### [Problem statement]
Retype the full set of records. Keep every character identical.

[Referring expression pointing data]
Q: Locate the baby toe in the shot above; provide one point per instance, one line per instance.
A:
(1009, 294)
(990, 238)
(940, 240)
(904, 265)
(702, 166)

### [Answer section]
Q: Locate the baby toe in the shot above; provide one point per instance, one line per instance.
A:
(1009, 294)
(990, 238)
(940, 240)
(904, 265)
(702, 166)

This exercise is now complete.